Entries taken from a collection
^^^^

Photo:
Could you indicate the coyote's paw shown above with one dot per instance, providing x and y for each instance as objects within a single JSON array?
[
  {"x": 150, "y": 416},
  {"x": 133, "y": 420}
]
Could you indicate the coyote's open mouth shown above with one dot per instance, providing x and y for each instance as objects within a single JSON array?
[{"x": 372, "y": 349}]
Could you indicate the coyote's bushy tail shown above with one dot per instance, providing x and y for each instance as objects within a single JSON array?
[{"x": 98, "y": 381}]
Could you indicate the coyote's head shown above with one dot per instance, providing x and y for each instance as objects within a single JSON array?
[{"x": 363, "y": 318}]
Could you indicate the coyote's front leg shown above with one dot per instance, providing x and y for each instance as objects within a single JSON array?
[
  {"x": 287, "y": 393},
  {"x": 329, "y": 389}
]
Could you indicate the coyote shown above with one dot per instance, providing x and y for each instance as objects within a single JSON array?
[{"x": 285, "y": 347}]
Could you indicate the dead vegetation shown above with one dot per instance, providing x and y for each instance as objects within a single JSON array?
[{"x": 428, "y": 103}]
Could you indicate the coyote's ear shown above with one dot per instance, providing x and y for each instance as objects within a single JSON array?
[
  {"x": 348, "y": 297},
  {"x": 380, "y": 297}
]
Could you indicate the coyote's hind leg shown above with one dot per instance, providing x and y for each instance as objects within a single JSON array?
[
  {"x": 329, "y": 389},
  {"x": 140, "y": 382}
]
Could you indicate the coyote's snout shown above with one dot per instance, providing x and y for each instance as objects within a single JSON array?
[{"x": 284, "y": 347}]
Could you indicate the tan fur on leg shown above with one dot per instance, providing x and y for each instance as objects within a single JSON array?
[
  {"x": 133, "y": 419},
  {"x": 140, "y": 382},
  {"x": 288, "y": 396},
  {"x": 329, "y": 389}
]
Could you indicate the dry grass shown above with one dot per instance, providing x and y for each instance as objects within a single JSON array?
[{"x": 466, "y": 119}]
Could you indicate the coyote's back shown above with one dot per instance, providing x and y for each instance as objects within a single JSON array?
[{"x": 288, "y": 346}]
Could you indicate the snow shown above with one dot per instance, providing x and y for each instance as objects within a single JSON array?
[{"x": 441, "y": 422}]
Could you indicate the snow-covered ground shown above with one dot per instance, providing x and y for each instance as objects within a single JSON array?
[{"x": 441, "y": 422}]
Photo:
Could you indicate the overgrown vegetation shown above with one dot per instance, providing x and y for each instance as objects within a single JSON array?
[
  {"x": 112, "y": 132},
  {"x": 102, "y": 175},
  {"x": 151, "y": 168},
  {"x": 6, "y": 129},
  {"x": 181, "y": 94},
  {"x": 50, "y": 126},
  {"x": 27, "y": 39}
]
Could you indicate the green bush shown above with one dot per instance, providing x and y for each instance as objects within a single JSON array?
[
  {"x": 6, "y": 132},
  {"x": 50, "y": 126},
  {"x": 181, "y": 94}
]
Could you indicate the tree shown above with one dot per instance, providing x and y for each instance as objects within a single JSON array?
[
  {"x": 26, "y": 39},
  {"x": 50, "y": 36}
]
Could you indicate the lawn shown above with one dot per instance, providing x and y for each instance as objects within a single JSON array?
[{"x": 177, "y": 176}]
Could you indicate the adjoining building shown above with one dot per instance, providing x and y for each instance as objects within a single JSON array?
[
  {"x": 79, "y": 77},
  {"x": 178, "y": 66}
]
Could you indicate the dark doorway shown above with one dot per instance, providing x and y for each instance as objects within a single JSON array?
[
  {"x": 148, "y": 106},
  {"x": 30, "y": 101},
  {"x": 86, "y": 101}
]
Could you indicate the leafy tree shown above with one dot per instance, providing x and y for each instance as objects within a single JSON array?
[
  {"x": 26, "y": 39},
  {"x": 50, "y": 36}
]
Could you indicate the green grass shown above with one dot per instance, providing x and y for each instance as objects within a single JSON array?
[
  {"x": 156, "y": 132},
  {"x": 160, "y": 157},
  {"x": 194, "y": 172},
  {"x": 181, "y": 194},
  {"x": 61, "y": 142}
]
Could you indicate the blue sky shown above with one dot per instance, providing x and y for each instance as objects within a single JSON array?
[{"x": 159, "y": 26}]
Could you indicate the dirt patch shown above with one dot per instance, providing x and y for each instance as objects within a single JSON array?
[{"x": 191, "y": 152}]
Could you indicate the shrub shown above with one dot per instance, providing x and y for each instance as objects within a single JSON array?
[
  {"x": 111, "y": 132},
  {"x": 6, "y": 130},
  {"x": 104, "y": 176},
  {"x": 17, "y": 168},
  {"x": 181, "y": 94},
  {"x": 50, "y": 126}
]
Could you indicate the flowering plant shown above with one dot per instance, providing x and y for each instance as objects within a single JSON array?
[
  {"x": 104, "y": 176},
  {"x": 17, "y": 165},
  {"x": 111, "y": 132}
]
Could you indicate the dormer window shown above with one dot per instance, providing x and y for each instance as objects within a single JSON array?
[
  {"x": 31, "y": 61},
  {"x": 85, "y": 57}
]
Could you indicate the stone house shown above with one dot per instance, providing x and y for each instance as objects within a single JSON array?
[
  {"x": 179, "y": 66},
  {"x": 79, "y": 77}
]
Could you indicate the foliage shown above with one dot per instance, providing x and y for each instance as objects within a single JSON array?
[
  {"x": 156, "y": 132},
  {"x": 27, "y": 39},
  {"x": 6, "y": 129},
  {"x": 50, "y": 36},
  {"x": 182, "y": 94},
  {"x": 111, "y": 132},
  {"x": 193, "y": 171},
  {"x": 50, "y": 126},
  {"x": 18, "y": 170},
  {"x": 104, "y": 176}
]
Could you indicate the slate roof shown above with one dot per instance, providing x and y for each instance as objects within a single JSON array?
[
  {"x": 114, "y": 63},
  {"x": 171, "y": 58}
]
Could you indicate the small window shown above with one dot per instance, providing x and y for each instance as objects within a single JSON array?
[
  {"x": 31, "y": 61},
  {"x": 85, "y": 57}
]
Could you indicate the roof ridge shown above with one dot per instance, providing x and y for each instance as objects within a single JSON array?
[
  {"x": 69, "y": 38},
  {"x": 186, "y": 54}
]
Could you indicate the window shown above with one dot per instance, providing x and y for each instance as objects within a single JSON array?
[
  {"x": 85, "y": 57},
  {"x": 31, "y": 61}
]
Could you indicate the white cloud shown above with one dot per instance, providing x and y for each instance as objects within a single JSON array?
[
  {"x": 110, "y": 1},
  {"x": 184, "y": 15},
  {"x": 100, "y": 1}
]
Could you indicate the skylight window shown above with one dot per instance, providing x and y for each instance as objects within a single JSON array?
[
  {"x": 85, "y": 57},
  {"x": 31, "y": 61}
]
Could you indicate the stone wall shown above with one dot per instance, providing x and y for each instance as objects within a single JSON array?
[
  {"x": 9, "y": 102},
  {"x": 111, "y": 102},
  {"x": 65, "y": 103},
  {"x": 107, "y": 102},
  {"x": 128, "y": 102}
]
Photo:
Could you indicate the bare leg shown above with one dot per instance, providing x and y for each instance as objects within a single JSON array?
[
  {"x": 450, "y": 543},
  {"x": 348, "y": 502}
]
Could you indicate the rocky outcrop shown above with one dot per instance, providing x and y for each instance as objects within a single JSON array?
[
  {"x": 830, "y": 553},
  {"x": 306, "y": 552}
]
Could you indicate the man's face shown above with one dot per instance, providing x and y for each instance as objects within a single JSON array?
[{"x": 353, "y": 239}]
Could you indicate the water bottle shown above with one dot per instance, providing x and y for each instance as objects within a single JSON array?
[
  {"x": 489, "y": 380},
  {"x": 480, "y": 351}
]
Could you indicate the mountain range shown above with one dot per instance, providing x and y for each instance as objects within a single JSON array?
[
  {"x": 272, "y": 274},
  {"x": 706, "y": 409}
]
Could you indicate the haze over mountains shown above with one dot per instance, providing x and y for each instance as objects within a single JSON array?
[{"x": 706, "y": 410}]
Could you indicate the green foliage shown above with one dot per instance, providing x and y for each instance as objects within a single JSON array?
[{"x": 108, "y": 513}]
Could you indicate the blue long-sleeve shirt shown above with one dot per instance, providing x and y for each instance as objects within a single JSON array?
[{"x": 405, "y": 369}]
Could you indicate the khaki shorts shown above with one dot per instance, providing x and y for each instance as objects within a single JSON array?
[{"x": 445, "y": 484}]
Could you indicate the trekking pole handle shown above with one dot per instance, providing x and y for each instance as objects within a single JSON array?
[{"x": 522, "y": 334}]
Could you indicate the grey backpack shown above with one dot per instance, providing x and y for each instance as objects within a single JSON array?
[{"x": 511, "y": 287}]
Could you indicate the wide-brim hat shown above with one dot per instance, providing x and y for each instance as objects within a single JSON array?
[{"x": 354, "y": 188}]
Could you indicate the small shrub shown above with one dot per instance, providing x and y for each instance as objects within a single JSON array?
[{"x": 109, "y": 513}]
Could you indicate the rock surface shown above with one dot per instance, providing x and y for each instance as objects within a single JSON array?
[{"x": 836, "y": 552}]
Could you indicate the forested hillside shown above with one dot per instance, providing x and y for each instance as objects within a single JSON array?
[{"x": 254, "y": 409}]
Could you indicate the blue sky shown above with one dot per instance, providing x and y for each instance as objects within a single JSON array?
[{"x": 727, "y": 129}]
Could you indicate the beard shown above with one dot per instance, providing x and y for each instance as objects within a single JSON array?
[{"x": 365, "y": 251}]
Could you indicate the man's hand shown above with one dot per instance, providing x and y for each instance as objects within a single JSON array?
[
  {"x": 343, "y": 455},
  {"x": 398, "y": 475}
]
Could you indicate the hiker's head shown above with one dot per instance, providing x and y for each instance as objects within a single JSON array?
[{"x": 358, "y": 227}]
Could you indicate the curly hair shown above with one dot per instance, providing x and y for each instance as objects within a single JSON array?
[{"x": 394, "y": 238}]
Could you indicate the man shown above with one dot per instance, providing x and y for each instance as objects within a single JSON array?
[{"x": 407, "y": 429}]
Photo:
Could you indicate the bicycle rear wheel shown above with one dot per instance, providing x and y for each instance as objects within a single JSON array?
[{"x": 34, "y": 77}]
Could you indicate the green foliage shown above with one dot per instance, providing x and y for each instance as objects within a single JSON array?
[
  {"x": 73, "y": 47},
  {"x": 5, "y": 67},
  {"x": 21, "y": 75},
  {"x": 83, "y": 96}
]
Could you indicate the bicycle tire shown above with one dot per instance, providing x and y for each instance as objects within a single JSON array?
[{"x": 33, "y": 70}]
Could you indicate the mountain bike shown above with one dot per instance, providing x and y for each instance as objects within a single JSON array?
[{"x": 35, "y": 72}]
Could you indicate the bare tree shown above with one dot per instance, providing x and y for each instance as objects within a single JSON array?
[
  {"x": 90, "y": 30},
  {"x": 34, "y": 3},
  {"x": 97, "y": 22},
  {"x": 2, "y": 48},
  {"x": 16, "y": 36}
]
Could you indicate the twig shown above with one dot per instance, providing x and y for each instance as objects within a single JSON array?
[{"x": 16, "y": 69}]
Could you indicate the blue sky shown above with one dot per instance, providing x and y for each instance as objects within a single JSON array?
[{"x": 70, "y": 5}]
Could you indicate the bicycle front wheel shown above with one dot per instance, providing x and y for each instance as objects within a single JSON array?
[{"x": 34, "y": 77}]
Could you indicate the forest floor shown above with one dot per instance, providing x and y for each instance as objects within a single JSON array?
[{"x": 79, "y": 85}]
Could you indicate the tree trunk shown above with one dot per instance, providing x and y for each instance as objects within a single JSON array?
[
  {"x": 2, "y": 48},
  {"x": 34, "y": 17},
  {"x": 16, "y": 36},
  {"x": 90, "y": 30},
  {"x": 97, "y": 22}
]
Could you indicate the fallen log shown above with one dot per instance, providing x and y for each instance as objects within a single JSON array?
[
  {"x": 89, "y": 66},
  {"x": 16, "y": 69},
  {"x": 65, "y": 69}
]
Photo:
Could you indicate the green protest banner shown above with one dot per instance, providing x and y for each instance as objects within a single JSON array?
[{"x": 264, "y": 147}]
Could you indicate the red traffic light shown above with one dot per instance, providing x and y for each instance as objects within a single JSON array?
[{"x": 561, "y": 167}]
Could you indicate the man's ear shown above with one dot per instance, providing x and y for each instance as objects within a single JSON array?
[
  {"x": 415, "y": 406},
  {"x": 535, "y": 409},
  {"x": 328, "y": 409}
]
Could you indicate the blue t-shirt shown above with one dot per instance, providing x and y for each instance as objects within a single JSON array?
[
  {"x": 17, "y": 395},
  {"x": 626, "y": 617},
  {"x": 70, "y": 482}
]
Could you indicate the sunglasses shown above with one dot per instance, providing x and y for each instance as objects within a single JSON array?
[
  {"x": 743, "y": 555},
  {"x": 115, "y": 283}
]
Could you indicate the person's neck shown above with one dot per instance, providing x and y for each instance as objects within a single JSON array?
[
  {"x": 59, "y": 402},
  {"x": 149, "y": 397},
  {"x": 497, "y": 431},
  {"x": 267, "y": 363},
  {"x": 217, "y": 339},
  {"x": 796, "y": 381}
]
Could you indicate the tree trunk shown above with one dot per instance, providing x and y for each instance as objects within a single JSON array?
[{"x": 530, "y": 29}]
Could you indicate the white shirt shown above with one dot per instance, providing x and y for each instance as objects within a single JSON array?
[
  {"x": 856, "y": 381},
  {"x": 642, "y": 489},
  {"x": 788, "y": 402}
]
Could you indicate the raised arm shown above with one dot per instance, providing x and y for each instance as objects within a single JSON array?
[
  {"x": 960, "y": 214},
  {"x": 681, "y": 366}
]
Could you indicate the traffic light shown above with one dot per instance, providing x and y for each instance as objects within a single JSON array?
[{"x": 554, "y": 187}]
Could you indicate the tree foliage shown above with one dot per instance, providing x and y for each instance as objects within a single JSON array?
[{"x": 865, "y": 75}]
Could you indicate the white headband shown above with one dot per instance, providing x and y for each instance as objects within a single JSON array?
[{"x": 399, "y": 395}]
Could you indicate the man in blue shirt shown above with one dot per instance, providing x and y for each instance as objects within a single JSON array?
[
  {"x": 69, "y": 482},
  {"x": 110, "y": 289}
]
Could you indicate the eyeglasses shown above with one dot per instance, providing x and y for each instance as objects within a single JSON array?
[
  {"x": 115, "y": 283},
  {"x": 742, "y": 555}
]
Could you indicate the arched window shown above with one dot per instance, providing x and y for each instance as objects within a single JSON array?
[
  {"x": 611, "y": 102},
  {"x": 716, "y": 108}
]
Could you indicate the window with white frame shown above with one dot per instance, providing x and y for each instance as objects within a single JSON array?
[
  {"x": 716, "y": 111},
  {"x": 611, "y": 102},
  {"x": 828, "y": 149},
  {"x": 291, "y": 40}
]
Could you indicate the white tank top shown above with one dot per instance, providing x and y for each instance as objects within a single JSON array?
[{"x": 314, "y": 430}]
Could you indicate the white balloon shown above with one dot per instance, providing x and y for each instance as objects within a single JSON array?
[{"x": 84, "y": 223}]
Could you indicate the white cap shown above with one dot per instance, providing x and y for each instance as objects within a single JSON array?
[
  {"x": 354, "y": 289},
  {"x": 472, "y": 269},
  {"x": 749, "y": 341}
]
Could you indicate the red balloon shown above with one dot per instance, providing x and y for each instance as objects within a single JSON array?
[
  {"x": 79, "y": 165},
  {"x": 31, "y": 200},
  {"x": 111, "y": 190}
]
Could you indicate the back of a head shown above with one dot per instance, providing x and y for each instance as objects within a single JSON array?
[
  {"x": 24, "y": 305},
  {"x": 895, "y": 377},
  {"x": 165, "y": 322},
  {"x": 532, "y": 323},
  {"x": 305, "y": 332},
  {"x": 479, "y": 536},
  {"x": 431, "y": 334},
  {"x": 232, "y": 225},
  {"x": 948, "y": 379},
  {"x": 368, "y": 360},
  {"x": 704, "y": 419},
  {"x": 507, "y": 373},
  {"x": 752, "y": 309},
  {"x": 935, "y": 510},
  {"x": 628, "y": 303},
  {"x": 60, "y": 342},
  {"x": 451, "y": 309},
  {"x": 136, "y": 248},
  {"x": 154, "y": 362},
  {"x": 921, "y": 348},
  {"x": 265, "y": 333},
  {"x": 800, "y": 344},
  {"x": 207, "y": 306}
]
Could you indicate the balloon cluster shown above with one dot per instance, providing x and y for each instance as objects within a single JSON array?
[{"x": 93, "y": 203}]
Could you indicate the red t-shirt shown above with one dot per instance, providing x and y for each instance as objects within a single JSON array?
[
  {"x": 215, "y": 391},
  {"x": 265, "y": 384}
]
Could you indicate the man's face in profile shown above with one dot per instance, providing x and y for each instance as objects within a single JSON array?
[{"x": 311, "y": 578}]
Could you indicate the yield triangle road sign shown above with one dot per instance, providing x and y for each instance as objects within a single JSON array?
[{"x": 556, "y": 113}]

^^^^

Task instructions: Repeat exactly the lines starting at the line with "Could you indicate the back" and ending with the final line of the entries. Include nothing else.

Result of the exercise:
Could you indicate the back of a head shown above with one dot per instance, providing x and y for each instance as objects within a single JSON array?
[
  {"x": 24, "y": 305},
  {"x": 895, "y": 377},
  {"x": 165, "y": 322},
  {"x": 532, "y": 323},
  {"x": 305, "y": 332},
  {"x": 479, "y": 536},
  {"x": 431, "y": 334},
  {"x": 232, "y": 225},
  {"x": 948, "y": 379},
  {"x": 368, "y": 360},
  {"x": 704, "y": 419},
  {"x": 507, "y": 373},
  {"x": 752, "y": 309},
  {"x": 935, "y": 510},
  {"x": 628, "y": 303},
  {"x": 60, "y": 342},
  {"x": 451, "y": 309},
  {"x": 136, "y": 248},
  {"x": 154, "y": 362},
  {"x": 921, "y": 348},
  {"x": 265, "y": 333},
  {"x": 800, "y": 344},
  {"x": 207, "y": 306}
]
Could you indicate the balloon cluster shown above with one dot per instance, providing x and y for each instance as objects within a single JSON array?
[{"x": 93, "y": 203}]
Could you indicate the red t-shirt shown above with one dot per instance, providing x and y for each instance as objects within a single JSON array?
[
  {"x": 215, "y": 391},
  {"x": 265, "y": 384}
]
Could you indicate the man's face in profile shown above with one dot per instance, providing x and y for each instance as objects within a single JSON array?
[{"x": 311, "y": 578}]
Could you indicate the yield triangle road sign shown above with one dot per instance, providing x and y for each instance as objects within a single JSON array?
[{"x": 556, "y": 113}]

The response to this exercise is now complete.